> TEXT SHOWN
★ ★ ★ ★ ★

Modigliani a Century On

Though he died aged 35, Modigliani is remembered as a master – discover his troubled life and brilliant work 100 years after his death

By Google Arts & Culture

Amedeo Modigliani (1884 - 1920) is considered among the greatest painters to have lifted a brush. He mainly painted portraits and nudes, developing a style which proved scandalous in his own lifetime, but is now widely revered and instantly recognizable.

The faces of his sitters are created with sparse lines, rounded shapes, and elongated necks. Like his contemporaries, Edvard Munch, Chaim Soutine, or Pablo Picasso, Modigliani created an expressive geometry, reducing the face to its elemental details. He was stylistic rather than realistic, but retained a sense of atmosphere and emotion. Alongside those other stellar names, he helped define Modern painting.

If, as a painter, he’s considered the equal of Van Gogh, he also gives any artist in history a run for their money as a tortured soul. The blank, dark pupils of his figures, and the eeriness of his atmospheres, communicate the strange melancholy of a century ending and the unsure beginnings of the modern age. These details could also be a product of his tempestuous emotional state, his alcoholism, and his exhausting battle with tuberculosis (a battle he would eventually lose).

Here you can learn some surprising facts about this turn-of-the-century master, deep-dive into one of his most well known paintings, and discover his love of poetry and sculpture.

Jacques and Berthe Lipchitz (1916) by Amedeo Modigliani (Italian, 1884–1920)The Art Institute of Chicago

Did you know?

Modigliani's life was as rich as it was tragic. Though it's important to consider his work on its own merit, it's also worth noting some of the moments which influenced and defined him as a painter. Here are some things you may not already know...

LIFE Photo Collection

He saved his family's lives before he was even born...

★ ★ ★ ★ ★

> AIM OF THE TASK
According to the text on Modigliani, what did he mainly paint?

> DATA LISTING
★ ★ ★ ★ ★

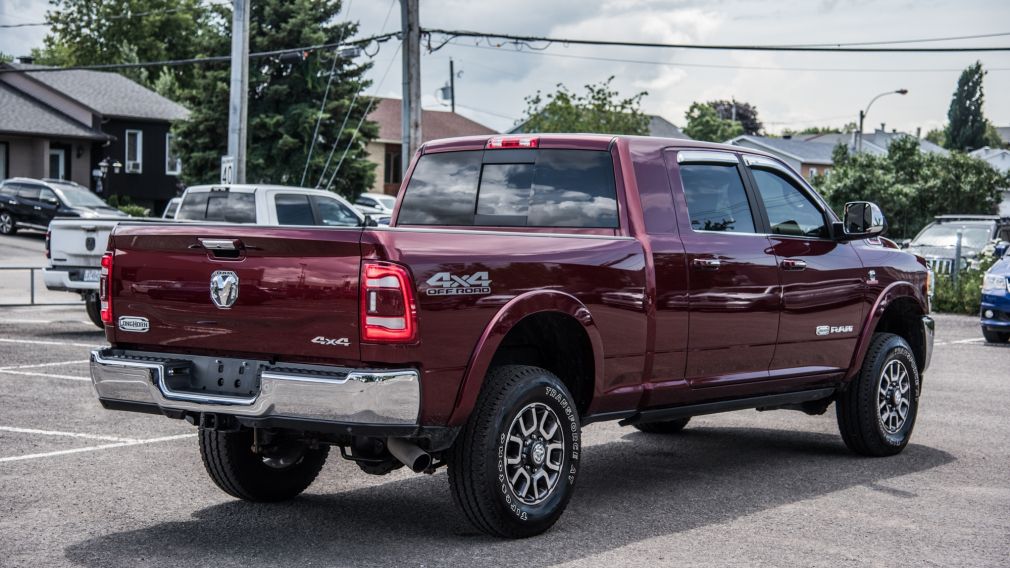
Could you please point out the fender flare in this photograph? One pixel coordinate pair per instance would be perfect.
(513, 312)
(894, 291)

★ ★ ★ ★ ★

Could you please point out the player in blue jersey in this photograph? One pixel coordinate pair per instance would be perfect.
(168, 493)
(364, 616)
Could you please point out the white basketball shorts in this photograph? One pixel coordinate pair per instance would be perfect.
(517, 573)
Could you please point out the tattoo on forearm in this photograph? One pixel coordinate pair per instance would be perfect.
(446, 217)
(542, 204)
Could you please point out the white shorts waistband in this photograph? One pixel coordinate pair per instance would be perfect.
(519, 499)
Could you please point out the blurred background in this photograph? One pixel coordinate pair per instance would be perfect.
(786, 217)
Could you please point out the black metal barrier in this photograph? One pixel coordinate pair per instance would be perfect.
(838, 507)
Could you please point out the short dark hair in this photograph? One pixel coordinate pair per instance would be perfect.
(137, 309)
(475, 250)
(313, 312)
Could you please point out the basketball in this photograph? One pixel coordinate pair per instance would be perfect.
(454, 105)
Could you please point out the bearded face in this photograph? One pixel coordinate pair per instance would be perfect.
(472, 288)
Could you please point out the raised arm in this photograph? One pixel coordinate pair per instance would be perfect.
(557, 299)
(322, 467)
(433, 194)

★ ★ ★ ★ ★

> SOLVED PROBLEM
Portraits and nudes.